— GIVEN TEXT —
== == ==
Beijing Metro to be world's longest

Beijing's current subway system serves 1.5 million commuters daily. (Image: Radio86)Beijing's current subway system serves 1.5 million commuters daily. (Image: Radio86)

Beijing's subway system will replace London's Underground as the world's longest metro system by 2020, according to a construction plan drafted by the communications commission for the city's public transport system.

The Beijing metro will extend 561 kilometers along 19 lines, and the new lines that are being planned will service the major corners of the city.

Fifteen of the new lines will serve urban areas, while the other four will serve Beijing's suburbs. Metro lines 1 and 2 go around Tian'anmen Square, the traditional city center.

Lines 4, 5 and 10 are still under construction but are expected to be operational in time for the 2008 Olympics.

Line 4, which is will span 28.16 kilometers, will connect Fengtai with Haidian. Fengati is in the extreme south while Haidian is in the northwest.

Line 5 will also create a short-cut between the "developed" north and the "developing" south, from Changping to Fengtai districts.

A part of Line 10 will be used to ease traffic congestion due to the Olympic Games, and it will link the northwestern and eastern-southeastern sections of Beijing.

There are currently 4 metro lines serving the capital city that carry 1.5 million commuters everyday.

Transportation experts have been exploring other possibilities to use the city's underground to help ease traffic pressure.

At the "International Academic Conference on Underground Space" conference this weekend, the Beijing Urban Planning Commission and Beijing Urban Planning and Designing Research Institute jointly released a plan for the construction of six underground expressways by 2020.

Shi Xiaodong, a senior planner of the institute, said that moving traffic underground will help lessen noise pollution and ease heavy traffic in the old urban area.

A voice of caution was heard, however, when Duan Liren, an expert with the Beijing Transportation Management Engineering Institute warned that a large-scale underground expressway system would be unprecedented in the world and will have technological difficulties and construction costs that will exceed the metro system.
== == ==
— Pointing dataset records —

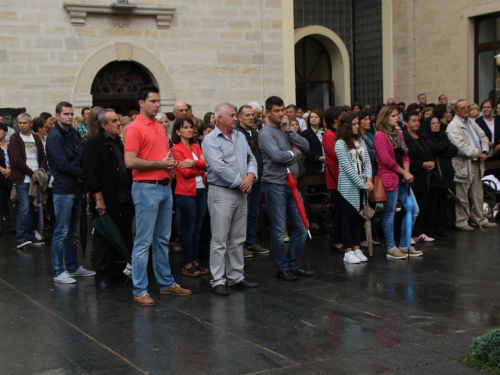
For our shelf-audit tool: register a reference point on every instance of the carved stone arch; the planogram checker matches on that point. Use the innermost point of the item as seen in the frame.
(122, 52)
(339, 57)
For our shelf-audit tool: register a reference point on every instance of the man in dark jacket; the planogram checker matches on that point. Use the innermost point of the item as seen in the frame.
(26, 155)
(109, 181)
(246, 119)
(64, 151)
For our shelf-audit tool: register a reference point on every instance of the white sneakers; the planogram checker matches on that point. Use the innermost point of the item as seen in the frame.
(355, 256)
(81, 272)
(64, 278)
(128, 270)
(67, 277)
(422, 238)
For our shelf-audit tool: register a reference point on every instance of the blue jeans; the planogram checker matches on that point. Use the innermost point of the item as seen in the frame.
(26, 217)
(67, 208)
(253, 200)
(153, 217)
(280, 205)
(192, 213)
(400, 194)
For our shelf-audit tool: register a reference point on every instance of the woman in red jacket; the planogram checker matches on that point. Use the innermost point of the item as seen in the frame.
(393, 163)
(190, 193)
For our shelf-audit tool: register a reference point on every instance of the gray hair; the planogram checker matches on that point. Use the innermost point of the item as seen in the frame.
(256, 107)
(222, 109)
(101, 117)
(458, 101)
(24, 115)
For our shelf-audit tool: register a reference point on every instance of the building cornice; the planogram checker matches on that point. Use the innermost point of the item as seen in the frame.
(78, 12)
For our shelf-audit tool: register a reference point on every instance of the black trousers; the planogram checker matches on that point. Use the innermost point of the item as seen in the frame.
(337, 216)
(435, 215)
(352, 224)
(5, 204)
(105, 255)
(422, 198)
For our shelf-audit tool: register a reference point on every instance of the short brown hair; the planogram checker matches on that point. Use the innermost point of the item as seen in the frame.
(179, 121)
(383, 117)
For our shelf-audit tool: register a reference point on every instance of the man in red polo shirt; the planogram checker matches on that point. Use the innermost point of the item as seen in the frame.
(148, 155)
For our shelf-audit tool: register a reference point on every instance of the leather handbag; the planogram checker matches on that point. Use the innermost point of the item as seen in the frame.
(378, 194)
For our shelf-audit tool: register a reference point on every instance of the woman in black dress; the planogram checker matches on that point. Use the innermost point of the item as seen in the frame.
(443, 151)
(421, 166)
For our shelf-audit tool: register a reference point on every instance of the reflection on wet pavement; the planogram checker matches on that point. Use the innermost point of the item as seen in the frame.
(401, 316)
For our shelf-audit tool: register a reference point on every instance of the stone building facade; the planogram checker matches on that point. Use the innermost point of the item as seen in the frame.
(205, 52)
(212, 51)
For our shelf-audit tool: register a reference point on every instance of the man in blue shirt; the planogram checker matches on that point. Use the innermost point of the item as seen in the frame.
(64, 152)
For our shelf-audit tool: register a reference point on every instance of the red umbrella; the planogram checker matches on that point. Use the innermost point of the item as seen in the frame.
(292, 184)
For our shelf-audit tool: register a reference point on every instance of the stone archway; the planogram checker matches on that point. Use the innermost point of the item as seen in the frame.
(122, 52)
(339, 57)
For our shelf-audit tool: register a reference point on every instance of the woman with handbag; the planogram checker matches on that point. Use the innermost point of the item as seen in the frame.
(443, 151)
(355, 176)
(332, 117)
(190, 193)
(5, 180)
(394, 171)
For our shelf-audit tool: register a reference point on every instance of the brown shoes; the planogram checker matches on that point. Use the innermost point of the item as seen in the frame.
(144, 300)
(259, 249)
(175, 290)
(247, 253)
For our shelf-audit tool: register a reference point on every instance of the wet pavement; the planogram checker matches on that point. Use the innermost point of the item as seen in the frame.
(415, 316)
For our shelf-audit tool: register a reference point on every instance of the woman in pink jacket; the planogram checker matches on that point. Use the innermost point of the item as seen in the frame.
(393, 162)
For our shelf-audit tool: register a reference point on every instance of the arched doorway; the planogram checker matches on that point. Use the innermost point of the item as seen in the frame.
(314, 87)
(116, 84)
(339, 58)
(122, 52)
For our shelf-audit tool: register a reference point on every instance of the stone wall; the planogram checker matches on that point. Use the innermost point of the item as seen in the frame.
(433, 48)
(214, 51)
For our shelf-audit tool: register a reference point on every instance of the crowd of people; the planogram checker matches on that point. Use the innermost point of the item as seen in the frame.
(149, 172)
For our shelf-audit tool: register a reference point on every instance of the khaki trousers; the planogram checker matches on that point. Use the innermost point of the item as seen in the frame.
(228, 223)
(476, 195)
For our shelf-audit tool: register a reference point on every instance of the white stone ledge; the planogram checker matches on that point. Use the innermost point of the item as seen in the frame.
(78, 12)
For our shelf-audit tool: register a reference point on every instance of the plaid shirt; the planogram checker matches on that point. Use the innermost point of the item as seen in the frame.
(82, 129)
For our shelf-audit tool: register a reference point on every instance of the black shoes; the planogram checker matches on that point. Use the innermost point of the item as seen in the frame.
(246, 284)
(287, 276)
(303, 273)
(221, 290)
(336, 249)
(104, 286)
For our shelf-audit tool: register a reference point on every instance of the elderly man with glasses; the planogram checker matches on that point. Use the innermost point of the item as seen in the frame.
(472, 144)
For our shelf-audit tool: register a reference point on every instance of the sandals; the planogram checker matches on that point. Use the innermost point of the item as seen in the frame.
(190, 271)
(199, 267)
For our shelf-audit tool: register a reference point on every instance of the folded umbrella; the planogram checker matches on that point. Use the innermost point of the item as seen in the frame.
(367, 213)
(41, 216)
(292, 184)
(409, 205)
(105, 225)
(465, 207)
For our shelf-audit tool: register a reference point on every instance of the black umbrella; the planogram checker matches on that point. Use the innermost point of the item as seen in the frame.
(105, 225)
(83, 226)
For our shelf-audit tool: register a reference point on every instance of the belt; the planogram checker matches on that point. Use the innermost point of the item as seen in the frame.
(225, 187)
(164, 182)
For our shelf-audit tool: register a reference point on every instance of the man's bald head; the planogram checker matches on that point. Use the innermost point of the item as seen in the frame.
(180, 109)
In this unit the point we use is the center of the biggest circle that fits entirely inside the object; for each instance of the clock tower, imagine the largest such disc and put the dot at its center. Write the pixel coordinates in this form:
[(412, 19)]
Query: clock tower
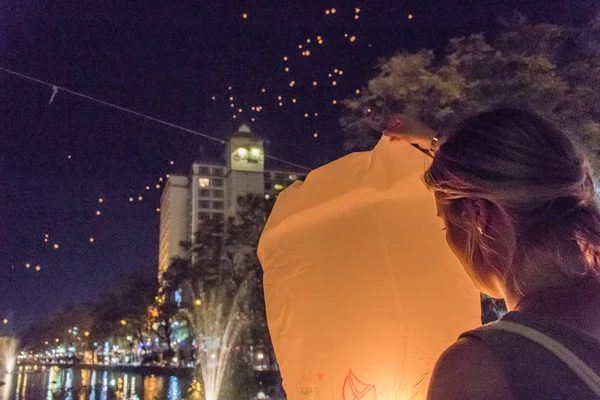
== == ==
— OBJECTIVES —
[a] Write out the Beijing Metro article word for word, from "Fifteen of the" through "million commuters everyday.".
[b] Convert the stretch of the records from the line containing "In this unit" through the line containing "[(412, 19)]" into a Markdown table with the columns Row and Line, skipping any blank lines.
The article and the records come from unrelated sources.

— SOLUTIONS TO THE EXERCISE —
[a]
Fifteen of the new lines will serve urban areas, while the other four will serve Beijing's suburbs. Metro lines 1 and 2 go around Tian'anmen Square, the traditional city center.

Lines 4, 5 and 10 are still under construction but are expected to be operational in time for the 2008 Olympics.

Line 4, which is will span 28.16 kilometers, will connect Fengtai with Haidian. Fengati is in the extreme south while Haidian is in the northwest.

Line 5 will also create a short-cut between the "developed" north and the "developing" south, from Changping to Fengtai districts.

A part of Line 10 will be used to ease traffic congestion due to the Olympic Games, and it will link the northwestern and eastern-southeastern sections of Beijing.

There are currently 4 metro lines serving the capital city that carry 1.5 million commuters everyday.

[b]
| Row | Line |
|---|---|
| 1 | In this unit the point we use is the center of the biggest circle that fits entirely inside the object; for each instance of the clock tower, imagine the largest such disc and put the dot at its center. Write the pixel coordinates in this form: |
| 2 | [(412, 19)] |